» TAREFA 1
Conte quantas linhas abaixo, sem incluir o trecho sobre a teologia do rock, contêm a palavra "water", diferenciando maiúsculas de minúsculas. Informe somente o número.

» TRECHO FORNECIDO
§
Teologia do rock não liga pra dogmas

PAULO RICARDO
ESPECIAL PARA A FOLHA

A música sempre esteve associada ao êxtase religioso, aos rituais, à língua dos anjos, mas é a língua dos homens que sempre nos mete em enrascadas.
Até os anos 50, os compositores compunham e os cantores cantavam. Foi a partir de Bob Dylan, dos Beatles, de Chico Buarque no Brasil, que surgiu o que os latinos chamam de cantautor, o intérprete pensante.
Esse trovador moderno, alimentado pelos textos incendiários da geração beat, chega para deflagrar a revolução de costumes, a contracultura, as canções de protesto em plena ditadura, Vietnam, a luta de classes, a questão racial. Eram muitas perguntas, e a resposta, "was blowin"in the wind" [estava soprando no vento].
"Somos mais famosos que Jesus Cristo". Com essa bravata John Lennon detonou uma nunca antes vista revolta na América cristã, a mídia conclamando os fãs a queimarem qualquer produto beatle em piras funerárias. A teologia do rock não liga pros dogmas. Lennon teve que se explicar, mas isso só aguçou ainda mais sua língua afiada, e anos mais tarde, ele cantaria que Deus é um conceito pelo qual medimos a nossa dor, na faixa "God".
O rock é, antes de tudo, liberação. Política, sexual, religiosa, liberação dos grilhões da escravidão, das barreiras entre raças, da repressão sexual, desde os bluesmen até Madonna, com "Papa, don"t Preach". O Papa é pop, e o pop não poupa ninguém. Com seus holofotes, alto-falantes e balas na metralhadora giratória, o pop reza pela sua própria cartilha, e o rebanho, ávido por um pastor, bebe cada gota de tinta despejada na imprensa. São notórios no Brasil, por exemplo, os comentários "polêmicos" de Caetano sobre qualquer coisa.
§
» DADOS FORNECIDOS

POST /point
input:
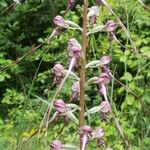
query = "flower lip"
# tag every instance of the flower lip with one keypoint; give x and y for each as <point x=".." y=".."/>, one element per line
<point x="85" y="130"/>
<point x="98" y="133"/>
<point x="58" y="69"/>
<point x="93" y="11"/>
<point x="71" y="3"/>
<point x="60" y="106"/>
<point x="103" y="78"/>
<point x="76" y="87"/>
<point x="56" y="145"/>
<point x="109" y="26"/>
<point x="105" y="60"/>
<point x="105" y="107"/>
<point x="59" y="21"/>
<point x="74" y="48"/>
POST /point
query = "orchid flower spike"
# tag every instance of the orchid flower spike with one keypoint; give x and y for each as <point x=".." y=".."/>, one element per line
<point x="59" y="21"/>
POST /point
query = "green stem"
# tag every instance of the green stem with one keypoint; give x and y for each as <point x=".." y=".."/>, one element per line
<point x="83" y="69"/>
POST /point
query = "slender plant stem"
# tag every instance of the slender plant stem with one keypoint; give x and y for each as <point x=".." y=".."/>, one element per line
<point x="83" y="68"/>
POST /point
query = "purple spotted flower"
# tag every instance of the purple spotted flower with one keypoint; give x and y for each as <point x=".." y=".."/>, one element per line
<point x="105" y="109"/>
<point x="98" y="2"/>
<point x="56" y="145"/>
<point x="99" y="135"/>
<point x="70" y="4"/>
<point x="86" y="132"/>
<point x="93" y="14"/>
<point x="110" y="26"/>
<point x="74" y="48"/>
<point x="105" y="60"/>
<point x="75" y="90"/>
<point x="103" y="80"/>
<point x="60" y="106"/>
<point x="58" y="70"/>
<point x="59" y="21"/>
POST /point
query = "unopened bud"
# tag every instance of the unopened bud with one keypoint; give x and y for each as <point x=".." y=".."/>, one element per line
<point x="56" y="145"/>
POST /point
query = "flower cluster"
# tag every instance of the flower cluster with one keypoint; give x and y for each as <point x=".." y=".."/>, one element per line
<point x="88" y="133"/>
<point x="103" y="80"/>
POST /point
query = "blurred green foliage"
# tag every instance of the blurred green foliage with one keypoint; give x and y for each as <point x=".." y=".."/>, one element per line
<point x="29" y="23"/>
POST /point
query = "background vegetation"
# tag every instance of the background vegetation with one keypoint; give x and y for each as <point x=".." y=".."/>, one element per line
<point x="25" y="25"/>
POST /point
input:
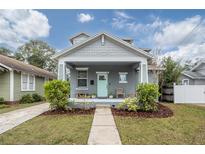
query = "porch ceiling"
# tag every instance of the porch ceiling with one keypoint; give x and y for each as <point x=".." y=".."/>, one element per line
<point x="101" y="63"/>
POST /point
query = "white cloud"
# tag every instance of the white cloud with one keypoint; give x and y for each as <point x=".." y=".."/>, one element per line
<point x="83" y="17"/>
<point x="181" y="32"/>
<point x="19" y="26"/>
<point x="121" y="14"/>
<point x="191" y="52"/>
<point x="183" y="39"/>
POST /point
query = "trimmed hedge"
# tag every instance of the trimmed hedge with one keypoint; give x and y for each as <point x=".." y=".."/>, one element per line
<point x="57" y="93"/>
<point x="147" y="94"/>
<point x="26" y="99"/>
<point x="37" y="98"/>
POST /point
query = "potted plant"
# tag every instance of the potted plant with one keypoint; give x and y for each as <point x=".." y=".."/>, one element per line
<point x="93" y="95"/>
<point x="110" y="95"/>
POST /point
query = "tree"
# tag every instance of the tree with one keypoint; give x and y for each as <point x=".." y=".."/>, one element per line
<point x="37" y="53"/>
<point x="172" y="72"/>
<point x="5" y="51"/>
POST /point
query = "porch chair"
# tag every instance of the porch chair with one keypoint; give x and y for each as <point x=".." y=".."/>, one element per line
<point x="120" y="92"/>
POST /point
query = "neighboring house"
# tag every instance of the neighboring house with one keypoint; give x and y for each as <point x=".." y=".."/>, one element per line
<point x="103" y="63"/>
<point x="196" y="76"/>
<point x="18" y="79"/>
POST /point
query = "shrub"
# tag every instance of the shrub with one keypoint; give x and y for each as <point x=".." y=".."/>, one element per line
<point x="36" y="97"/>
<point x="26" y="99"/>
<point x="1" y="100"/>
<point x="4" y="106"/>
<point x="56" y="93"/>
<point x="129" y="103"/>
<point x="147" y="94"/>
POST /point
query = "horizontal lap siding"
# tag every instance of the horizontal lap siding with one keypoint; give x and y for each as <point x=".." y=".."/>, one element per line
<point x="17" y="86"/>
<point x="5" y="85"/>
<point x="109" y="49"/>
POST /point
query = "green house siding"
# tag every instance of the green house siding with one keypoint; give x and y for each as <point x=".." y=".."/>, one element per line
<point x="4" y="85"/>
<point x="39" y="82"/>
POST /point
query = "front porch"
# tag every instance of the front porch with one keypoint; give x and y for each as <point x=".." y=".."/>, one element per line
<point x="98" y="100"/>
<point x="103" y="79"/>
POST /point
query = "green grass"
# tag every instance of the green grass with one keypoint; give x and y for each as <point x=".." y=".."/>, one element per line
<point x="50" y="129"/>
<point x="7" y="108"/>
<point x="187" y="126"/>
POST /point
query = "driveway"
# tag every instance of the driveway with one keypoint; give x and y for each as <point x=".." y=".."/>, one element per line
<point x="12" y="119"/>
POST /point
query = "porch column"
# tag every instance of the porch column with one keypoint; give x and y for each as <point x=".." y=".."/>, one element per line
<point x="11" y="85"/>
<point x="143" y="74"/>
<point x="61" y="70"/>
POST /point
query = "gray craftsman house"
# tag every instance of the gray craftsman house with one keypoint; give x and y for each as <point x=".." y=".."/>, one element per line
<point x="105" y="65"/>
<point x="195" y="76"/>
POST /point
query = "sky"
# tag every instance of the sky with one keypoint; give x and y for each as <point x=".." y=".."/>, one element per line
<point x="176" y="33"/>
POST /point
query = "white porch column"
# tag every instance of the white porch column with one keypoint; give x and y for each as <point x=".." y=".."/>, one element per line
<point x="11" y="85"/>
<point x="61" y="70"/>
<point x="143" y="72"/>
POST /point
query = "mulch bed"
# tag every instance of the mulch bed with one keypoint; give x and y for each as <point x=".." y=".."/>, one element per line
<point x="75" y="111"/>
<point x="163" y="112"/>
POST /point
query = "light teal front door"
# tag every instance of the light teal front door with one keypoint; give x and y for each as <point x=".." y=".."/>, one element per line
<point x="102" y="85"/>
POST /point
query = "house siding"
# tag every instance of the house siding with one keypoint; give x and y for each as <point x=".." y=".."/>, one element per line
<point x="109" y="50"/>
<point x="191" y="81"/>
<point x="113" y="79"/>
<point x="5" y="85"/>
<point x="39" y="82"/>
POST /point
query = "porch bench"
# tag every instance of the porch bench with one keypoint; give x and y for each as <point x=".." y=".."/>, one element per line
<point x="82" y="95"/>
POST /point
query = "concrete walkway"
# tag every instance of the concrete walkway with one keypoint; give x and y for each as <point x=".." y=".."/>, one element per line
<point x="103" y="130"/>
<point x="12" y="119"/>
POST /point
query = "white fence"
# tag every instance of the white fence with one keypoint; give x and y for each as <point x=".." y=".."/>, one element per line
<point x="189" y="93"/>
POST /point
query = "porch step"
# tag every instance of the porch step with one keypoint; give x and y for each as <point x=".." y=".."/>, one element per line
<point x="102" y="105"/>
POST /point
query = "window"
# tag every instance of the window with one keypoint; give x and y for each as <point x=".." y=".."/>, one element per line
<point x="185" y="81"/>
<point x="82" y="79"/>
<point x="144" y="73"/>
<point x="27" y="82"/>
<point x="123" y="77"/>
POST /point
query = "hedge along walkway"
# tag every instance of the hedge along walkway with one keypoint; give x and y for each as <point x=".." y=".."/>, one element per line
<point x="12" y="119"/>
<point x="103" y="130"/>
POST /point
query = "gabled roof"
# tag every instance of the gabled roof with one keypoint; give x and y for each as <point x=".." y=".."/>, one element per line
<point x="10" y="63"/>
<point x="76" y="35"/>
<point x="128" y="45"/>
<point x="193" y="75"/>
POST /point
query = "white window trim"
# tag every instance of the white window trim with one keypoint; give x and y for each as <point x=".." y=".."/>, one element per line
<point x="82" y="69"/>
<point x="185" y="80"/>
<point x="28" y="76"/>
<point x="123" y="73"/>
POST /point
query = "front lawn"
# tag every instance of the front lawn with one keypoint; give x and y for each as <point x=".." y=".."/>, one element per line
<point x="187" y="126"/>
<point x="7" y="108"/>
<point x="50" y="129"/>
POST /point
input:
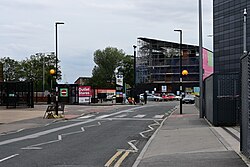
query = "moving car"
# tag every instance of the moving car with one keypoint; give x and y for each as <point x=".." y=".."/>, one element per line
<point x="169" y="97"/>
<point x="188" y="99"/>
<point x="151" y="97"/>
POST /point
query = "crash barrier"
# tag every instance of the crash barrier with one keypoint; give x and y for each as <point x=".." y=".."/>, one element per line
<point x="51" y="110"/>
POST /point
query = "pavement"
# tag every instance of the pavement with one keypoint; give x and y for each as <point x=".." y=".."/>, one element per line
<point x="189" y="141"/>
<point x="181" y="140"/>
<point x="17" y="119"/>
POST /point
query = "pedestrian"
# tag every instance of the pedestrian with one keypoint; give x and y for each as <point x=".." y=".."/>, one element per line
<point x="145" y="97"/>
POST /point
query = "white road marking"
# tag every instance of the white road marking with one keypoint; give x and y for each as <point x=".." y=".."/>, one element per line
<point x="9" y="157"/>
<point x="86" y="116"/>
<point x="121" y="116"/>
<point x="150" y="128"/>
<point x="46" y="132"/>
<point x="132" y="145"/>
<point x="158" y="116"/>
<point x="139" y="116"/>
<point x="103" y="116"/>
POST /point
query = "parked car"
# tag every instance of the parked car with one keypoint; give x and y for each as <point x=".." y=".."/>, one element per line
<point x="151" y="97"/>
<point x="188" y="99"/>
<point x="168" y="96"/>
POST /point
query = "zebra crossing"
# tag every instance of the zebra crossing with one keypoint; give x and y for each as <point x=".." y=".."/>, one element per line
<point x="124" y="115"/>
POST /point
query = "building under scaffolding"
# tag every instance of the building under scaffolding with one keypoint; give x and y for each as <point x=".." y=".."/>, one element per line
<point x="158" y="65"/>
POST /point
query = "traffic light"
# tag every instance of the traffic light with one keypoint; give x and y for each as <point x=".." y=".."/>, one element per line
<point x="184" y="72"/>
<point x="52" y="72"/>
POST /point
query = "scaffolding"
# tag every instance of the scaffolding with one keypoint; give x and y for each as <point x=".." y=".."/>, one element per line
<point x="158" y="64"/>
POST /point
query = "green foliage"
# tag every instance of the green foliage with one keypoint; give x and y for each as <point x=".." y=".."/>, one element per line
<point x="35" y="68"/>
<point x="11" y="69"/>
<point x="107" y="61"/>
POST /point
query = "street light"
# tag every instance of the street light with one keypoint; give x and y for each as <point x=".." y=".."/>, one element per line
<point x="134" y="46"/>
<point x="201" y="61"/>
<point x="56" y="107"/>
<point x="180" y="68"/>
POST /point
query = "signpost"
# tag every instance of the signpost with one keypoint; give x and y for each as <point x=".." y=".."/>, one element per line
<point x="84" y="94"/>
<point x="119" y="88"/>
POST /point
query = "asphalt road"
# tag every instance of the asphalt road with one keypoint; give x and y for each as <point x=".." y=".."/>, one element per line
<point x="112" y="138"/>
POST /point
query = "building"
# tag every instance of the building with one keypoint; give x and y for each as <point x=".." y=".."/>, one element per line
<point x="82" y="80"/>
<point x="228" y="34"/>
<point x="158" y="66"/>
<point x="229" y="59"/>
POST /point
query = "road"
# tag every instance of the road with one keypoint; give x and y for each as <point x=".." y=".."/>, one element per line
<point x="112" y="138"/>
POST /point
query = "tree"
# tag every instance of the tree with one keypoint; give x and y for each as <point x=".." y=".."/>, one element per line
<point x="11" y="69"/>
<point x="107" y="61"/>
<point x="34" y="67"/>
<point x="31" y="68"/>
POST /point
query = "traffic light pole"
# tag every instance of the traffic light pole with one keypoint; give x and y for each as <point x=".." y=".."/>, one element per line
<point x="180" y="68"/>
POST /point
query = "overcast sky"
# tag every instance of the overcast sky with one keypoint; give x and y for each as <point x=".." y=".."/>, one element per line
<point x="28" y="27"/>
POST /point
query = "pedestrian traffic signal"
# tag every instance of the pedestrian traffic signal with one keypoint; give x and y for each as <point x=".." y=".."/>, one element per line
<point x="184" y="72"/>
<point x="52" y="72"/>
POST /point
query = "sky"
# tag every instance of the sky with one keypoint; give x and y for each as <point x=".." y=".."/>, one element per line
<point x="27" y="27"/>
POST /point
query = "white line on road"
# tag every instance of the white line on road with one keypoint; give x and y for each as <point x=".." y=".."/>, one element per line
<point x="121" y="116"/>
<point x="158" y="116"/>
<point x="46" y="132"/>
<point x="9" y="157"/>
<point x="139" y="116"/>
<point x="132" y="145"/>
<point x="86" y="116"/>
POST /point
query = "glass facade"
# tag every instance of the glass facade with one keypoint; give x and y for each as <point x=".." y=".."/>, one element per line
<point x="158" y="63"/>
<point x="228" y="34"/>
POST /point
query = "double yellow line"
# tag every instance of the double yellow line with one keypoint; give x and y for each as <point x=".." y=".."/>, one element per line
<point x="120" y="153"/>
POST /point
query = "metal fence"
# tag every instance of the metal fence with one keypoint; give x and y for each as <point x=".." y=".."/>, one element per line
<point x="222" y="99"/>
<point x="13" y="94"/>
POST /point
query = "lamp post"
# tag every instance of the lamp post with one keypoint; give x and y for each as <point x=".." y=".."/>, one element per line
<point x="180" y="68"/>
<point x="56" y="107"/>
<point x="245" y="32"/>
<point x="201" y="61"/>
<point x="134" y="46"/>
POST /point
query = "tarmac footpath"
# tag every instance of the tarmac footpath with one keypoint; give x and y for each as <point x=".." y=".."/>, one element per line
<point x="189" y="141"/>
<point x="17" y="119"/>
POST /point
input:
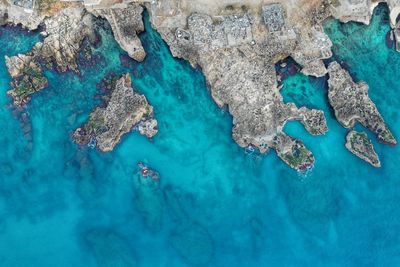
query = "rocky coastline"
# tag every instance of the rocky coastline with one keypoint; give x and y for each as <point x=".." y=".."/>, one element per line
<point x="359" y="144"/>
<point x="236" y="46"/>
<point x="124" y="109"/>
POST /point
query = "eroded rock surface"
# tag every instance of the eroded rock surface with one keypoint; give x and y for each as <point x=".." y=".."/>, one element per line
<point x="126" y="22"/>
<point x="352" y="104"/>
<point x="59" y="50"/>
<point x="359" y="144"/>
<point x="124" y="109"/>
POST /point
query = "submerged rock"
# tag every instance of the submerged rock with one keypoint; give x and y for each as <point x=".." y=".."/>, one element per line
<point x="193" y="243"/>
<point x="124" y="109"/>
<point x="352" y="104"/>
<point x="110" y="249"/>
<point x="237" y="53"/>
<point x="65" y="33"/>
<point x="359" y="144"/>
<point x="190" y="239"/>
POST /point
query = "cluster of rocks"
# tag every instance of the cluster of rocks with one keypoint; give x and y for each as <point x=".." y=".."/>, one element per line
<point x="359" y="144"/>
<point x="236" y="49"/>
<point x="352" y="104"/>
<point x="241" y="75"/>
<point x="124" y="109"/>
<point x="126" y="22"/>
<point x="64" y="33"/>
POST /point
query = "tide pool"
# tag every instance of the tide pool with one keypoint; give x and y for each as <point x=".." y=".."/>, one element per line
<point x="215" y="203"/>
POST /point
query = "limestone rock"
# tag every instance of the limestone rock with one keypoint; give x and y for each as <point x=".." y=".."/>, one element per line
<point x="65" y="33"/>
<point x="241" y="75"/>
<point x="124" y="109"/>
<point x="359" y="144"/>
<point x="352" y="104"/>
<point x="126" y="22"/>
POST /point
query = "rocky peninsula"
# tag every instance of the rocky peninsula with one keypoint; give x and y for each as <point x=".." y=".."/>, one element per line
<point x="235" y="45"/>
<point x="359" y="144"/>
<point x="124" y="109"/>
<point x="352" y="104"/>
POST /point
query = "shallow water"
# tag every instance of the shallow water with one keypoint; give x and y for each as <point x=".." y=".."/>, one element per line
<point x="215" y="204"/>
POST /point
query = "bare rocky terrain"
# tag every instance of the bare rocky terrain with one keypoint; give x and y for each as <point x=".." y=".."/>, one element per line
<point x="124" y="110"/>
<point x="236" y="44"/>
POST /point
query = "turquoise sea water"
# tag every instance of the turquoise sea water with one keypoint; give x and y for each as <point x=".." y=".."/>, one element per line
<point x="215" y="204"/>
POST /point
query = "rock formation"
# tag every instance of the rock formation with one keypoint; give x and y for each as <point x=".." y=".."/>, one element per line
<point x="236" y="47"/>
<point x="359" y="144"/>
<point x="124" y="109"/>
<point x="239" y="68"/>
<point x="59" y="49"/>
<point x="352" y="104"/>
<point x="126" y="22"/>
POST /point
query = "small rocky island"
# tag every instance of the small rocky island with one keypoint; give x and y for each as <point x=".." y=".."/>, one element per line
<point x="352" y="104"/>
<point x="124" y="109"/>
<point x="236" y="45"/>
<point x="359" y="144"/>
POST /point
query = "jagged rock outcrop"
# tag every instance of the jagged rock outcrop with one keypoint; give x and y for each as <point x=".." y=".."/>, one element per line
§
» TAREFA 2
Retome o trecho sobre a teologia do rock a partir do ponto em que ele termina.

» RESPOSTA 1
4

» RESPOSTA 2
Sir Elton John não é nenhum Dylan, mas foi personagem fundamental na disseminação do movimento gay, um músico talentosíssimo, quase um Mozart moderno. Se Jesus era gay, ninguém pode afirmar com certeza, apesar do claro aspecto sexy de sua representação clássica e dos rumores constantes deste tipo de prática na igreja católica, mas inteligentíssimo, sem dúvida.
Já o que se passa debaixo das burcas no Oriente Médio, isso nem Deus sabe. Mas Elton tem direito à sua opinião. O que você vai fazer com isso, bom, aí é problema seu. Como diz em um de seus álbuns, "Don't shoot me, I'm only the piano player" [não atire em mim, sou apenas o pianista]. Ou, por Lennon, "the way things are goin", they"re gonna crucify me" [do jeito que as coisas vão, irão me crucificar]. Amém!